WHAT YOU HAVE TO DO. For this exercise, copy all the data exactly and include none of the pictures.

[Dataset entries]
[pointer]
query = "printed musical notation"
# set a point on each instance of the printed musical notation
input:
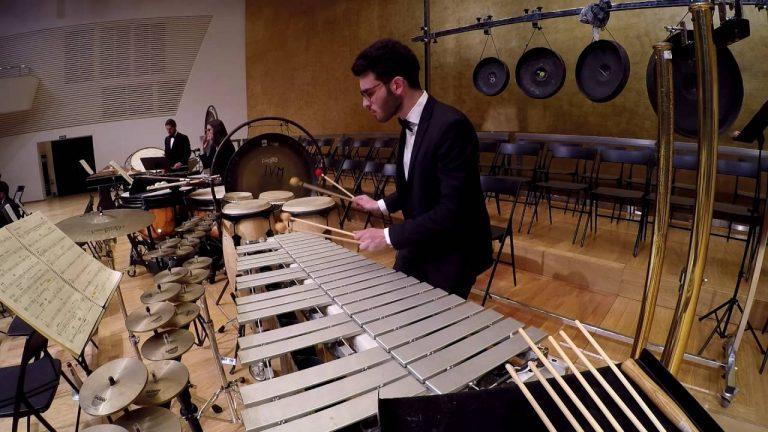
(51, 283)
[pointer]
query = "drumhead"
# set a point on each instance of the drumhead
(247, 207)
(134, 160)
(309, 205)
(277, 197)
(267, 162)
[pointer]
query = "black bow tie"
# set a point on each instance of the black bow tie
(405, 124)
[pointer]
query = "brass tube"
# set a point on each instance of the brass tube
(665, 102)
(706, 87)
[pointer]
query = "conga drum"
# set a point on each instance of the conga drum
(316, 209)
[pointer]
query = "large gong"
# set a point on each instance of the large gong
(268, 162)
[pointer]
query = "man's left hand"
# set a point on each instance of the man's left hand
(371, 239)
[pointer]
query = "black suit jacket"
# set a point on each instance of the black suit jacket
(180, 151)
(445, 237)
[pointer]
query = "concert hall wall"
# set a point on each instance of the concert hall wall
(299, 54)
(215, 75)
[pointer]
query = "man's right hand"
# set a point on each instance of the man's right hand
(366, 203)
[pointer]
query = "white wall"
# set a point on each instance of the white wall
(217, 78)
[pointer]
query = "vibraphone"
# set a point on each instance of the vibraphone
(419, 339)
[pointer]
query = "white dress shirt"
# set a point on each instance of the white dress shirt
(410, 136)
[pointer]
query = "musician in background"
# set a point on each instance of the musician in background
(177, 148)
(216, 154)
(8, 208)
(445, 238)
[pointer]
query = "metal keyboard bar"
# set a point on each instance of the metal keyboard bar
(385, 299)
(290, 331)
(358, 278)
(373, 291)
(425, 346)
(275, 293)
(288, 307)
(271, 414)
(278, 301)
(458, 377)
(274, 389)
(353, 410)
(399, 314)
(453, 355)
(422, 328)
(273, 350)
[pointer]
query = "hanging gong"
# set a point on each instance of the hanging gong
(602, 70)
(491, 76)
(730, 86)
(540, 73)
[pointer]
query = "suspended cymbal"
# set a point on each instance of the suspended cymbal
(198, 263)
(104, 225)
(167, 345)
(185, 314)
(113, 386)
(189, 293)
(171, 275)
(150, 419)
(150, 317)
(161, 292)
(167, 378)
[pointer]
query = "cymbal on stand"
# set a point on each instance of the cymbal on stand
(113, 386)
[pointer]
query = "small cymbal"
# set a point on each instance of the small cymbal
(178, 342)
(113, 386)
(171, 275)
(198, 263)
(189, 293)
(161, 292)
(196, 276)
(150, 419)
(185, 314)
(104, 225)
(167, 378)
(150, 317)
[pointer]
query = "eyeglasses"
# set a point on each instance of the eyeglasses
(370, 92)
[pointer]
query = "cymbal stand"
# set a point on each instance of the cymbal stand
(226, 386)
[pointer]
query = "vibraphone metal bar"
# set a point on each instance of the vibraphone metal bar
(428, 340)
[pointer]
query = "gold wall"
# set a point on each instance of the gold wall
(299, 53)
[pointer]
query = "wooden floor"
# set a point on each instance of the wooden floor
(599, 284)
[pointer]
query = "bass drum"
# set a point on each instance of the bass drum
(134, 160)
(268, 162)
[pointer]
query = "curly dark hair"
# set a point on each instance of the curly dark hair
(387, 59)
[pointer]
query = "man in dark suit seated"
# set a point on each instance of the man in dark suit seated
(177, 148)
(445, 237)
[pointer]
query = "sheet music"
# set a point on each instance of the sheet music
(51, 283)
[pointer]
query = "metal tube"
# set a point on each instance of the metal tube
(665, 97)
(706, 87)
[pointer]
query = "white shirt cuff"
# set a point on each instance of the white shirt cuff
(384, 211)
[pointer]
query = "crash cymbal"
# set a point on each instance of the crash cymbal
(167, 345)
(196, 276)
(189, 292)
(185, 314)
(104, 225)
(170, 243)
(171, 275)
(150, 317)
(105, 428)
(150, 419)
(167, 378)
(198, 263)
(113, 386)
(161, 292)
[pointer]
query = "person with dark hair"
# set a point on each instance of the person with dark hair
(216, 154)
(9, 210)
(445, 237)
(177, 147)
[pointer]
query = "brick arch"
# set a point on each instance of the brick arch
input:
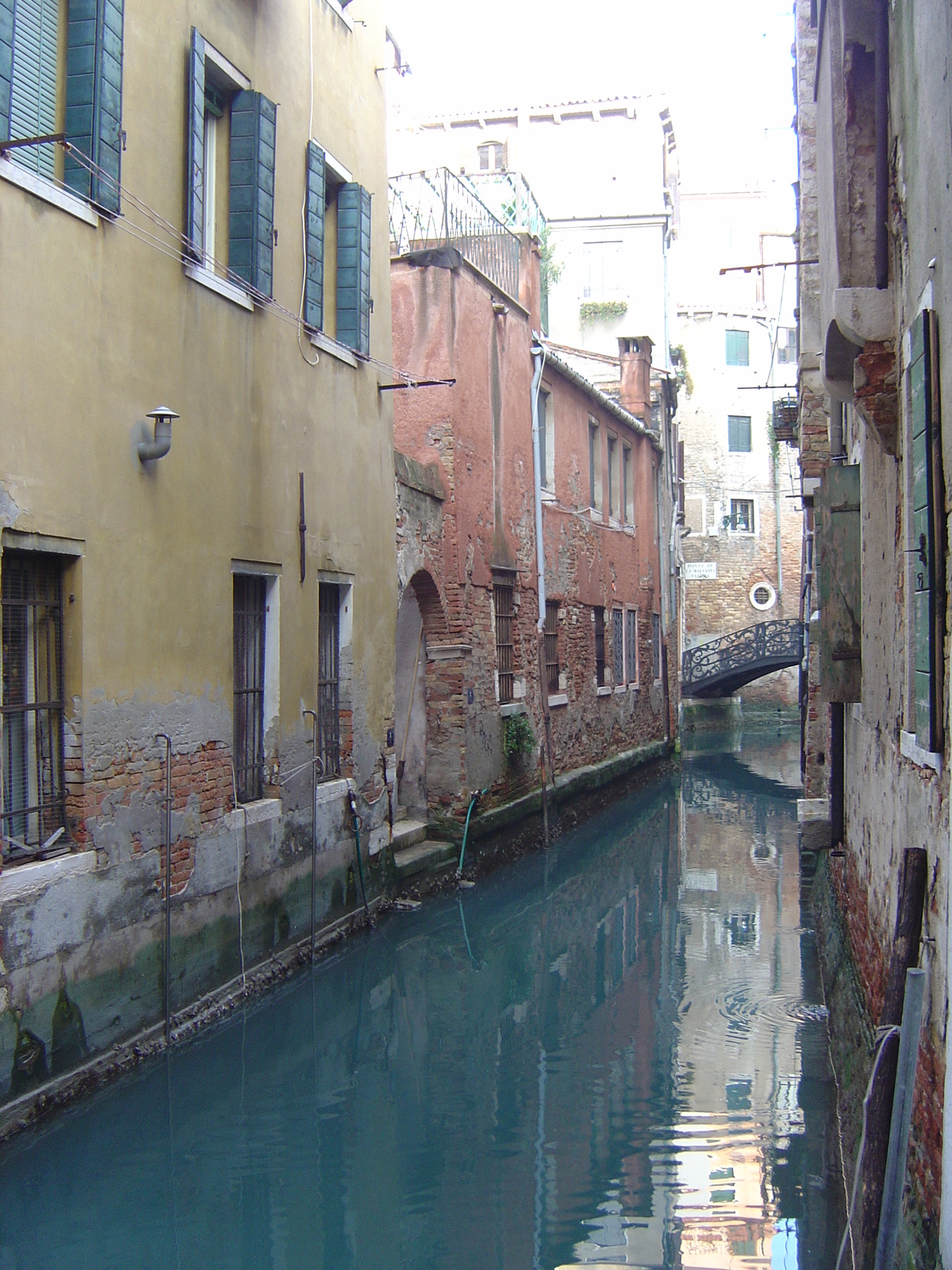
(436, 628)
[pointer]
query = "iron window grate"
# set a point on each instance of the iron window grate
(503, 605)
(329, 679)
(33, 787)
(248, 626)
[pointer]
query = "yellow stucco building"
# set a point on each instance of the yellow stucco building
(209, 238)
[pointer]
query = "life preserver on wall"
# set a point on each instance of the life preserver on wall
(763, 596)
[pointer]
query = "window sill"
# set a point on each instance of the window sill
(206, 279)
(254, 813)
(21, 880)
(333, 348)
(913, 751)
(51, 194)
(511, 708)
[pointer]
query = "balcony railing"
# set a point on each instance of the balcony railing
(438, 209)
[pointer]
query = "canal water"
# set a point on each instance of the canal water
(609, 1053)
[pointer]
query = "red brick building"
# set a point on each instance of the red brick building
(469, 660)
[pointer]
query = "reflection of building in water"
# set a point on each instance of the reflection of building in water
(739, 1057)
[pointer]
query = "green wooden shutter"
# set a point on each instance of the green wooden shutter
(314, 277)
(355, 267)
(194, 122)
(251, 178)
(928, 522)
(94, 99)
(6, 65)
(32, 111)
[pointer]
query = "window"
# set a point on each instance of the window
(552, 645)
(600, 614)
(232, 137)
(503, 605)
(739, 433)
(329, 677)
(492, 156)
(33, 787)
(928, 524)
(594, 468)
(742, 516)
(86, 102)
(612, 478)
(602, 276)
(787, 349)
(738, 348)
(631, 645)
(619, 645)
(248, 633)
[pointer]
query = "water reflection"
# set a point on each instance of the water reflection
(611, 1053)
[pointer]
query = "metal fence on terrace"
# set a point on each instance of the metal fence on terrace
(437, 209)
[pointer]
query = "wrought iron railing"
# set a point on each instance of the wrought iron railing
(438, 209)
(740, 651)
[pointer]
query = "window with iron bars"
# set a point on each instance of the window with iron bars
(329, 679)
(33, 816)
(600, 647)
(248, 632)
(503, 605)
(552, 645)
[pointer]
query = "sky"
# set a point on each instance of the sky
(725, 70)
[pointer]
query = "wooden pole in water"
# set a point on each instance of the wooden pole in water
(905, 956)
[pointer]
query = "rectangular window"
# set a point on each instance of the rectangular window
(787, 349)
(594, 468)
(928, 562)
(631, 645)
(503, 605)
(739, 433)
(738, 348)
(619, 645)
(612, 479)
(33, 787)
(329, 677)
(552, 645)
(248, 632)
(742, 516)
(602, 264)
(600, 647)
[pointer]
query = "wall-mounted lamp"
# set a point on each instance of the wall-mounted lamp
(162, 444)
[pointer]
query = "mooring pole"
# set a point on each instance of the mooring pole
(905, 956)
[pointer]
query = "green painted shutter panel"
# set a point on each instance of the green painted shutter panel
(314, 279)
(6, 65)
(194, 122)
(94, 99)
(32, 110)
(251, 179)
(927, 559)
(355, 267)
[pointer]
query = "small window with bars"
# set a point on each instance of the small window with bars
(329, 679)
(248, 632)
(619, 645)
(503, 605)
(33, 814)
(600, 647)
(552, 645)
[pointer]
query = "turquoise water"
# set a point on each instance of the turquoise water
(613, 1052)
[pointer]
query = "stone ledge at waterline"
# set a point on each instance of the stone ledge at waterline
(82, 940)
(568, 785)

THE COMPLETED TASK.
[pointer]
query = "printed musical notation"
# set a point on each instance of the printed musical notation
input:
(51, 283)
[pointer]
query = "drumhead"
# set a point on each instance of the drumhead
(247, 207)
(134, 160)
(309, 205)
(277, 197)
(267, 162)
[pointer]
query = "black bow tie"
# set a point on each instance of the black bow tie
(405, 124)
[pointer]
query = "brass tube"
# set a point on each instance of the brass tube
(665, 102)
(706, 87)
[pointer]
query = "conga drum"
# set a point on each instance of the conga drum
(316, 209)
[pointer]
query = "large gong"
# set a point on each instance of the large gong
(268, 162)
[pointer]
query = "man's left hand"
# set a point on each instance of the man's left hand
(371, 239)
[pointer]
query = "black suit jacket"
# set a point on each instance of the black suit jacket
(180, 151)
(445, 237)
[pointer]
query = "concert hall wall"
# set a point on each instance of the concert hall wall
(299, 54)
(215, 75)
[pointer]
query = "man's right hand"
# set a point on each instance of the man's right hand
(366, 203)
[pointer]
query = "white wall"
# set a point on each instance of the white wall
(217, 78)
[pointer]
query = "vibraphone"
# set a point on each instance of the vibraphone
(419, 339)
[pointer]
query = "white dress shirt"
# set a point on each instance of the white dress shirt
(410, 136)
[pointer]
query = "musician in background"
# set a point on each instance of the musician in background
(177, 148)
(216, 154)
(8, 208)
(445, 238)
[pointer]
query = "metal keyboard bar"
# set a point on each instance of the metal keyboard bar
(385, 299)
(290, 331)
(358, 278)
(373, 291)
(425, 346)
(275, 293)
(288, 307)
(271, 414)
(278, 301)
(458, 377)
(274, 389)
(353, 410)
(399, 314)
(453, 355)
(422, 328)
(273, 350)
[pointer]
query = "hanging gong"
# set a point on each instance of the hanging gong
(602, 70)
(491, 76)
(730, 86)
(540, 73)
[pointer]
query = "suspended cymbal"
# set a point on each instance of the suspended cymbal
(198, 263)
(104, 225)
(167, 345)
(185, 314)
(113, 386)
(189, 293)
(171, 275)
(150, 419)
(150, 317)
(161, 292)
(167, 378)
[pointer]
query = "cymbal on stand"
# set a point on each instance of the cymbal on stand
(113, 386)
[pointer]
query = "small cymbal"
# set a point on each instance of the small cymbal
(178, 342)
(113, 386)
(171, 275)
(198, 263)
(189, 293)
(161, 292)
(196, 276)
(150, 419)
(185, 314)
(104, 225)
(167, 378)
(150, 317)
[pointer]
query = "eyeglasses"
# set a point on each instance of the eyeglasses
(370, 92)
[pointer]
query = "cymbal stand"
# set a point on each instance of the cymbal stand
(226, 386)
[pointer]
query = "vibraphone metal bar"
# set a point on each instance of the vibraphone metal bar
(428, 340)
[pointer]
query = "gold wall"
# set a point on each instance of the gold wall
(299, 53)
[pointer]
query = "wooden floor"
# set a point on each instance of the wooden floor
(599, 284)
[pointer]
query = "bass drum"
# set a point on each instance of the bass drum
(134, 160)
(268, 162)
[pointer]
query = "curly dark hair"
# set a point on each instance of the curly dark hair
(387, 59)
[pointer]
query = "man in dark suit seated"
# set a point on each instance of the man in dark suit seated
(177, 148)
(445, 237)
[pointer]
query = "sheet music"
# set a point on each instance of the sheet music
(51, 283)
[pointer]
query = "metal tube"
# set a point on each instance of the metal tube
(665, 97)
(706, 87)
[pointer]
query = "white shirt cuff"
# set a point on each instance of the white shirt cuff
(384, 211)
[pointer]
query = "crash cymbal"
# set a point on each instance of the crash cymbal
(167, 345)
(196, 276)
(189, 292)
(185, 314)
(104, 225)
(170, 243)
(171, 275)
(150, 317)
(105, 428)
(150, 419)
(167, 378)
(198, 263)
(113, 386)
(161, 292)
[pointer]
query = "person with dark hair"
# set a point on each instance of the person with dark hair
(216, 154)
(9, 210)
(445, 237)
(177, 147)
[pointer]
query = "brick arch"
# set a point on each instance of the brick arch
input:
(436, 628)
[pointer]
query = "iron window grate"
# set a point on each instance of the iron window grate
(503, 605)
(329, 679)
(33, 787)
(248, 626)
[pointer]
query = "yellow stucco building"
# set a point on each instance of the yellow stucco building
(209, 238)
[pointer]
query = "life preserver on wall"
# set a point on each instance of the life preserver on wall
(763, 596)
[pointer]
query = "window sill"
# set a point on each instance of the window sill
(206, 279)
(254, 813)
(21, 880)
(333, 348)
(913, 751)
(51, 194)
(511, 708)
[pointer]
query = "balcony railing"
# set a point on each instance of the balcony railing
(438, 209)
[pointer]
query = "canal water"
# set a point on each instance of the canal water
(609, 1053)
[pointer]
query = "red brick building"
# set a point on each instance of the red brick building
(469, 660)
[pointer]
query = "reflection of building in water"
# set a point on each instance of the reflection of building in water
(739, 1057)
[pointer]
query = "green wooden shutter"
# set a point on each instance of the green wooden shutter
(314, 277)
(355, 267)
(194, 122)
(251, 178)
(928, 522)
(94, 99)
(6, 65)
(32, 111)
[pointer]
query = "window"
# set a point on each instance of the window
(552, 645)
(600, 614)
(232, 137)
(503, 605)
(739, 433)
(329, 677)
(492, 156)
(33, 787)
(928, 524)
(594, 468)
(742, 516)
(86, 102)
(612, 478)
(602, 276)
(787, 349)
(738, 348)
(631, 645)
(619, 645)
(248, 633)
[pointer]
query = "water reflection"
# set a point on each instance of the water reflection
(611, 1053)
[pointer]
query = "metal fence on terrace"
# set a point on each instance of the metal fence on terrace
(437, 209)
[pointer]
query = "wrought iron railing"
# set a point on each instance of the wrought iron railing
(438, 209)
(740, 651)
[pointer]
query = "window with iron bars"
# set a point on each instance of the window with iron bars
(329, 679)
(33, 816)
(600, 647)
(248, 632)
(503, 605)
(552, 645)
[pointer]
query = "sky"
# set a point on each instance of the sky
(725, 70)
[pointer]
query = "wooden pole in water"
# set a point on each instance of the wooden pole in water
(905, 956)
[pointer]
query = "rectangular window"
# set a point on each instance of the rectangular window
(787, 349)
(594, 468)
(928, 562)
(631, 645)
(503, 605)
(739, 433)
(738, 348)
(619, 645)
(612, 479)
(33, 787)
(329, 677)
(552, 645)
(248, 632)
(742, 516)
(602, 264)
(600, 647)
[pointer]
query = "wall-mounted lamp"
# set a point on each instance of the wall-mounted lamp
(162, 444)
[pointer]
query = "mooring pole"
# set a point on each instance of the mooring pole
(905, 956)
[pointer]
query = "green painted shutter panel"
# set a point on each instance of the green painted shutter panel
(314, 279)
(6, 65)
(194, 122)
(94, 99)
(32, 110)
(251, 179)
(927, 559)
(355, 267)
[pointer]
query = "small window with bars"
# set a point on each instance of the small window with bars
(329, 679)
(248, 632)
(619, 645)
(503, 605)
(33, 814)
(600, 647)
(552, 645)
[pointer]
query = "turquoise water"
# set a point on each instance of the turquoise water
(613, 1052)
[pointer]
query = "stone ledge at waterline"
# set a point on each instance of the stone ledge at waterline
(82, 940)
(568, 785)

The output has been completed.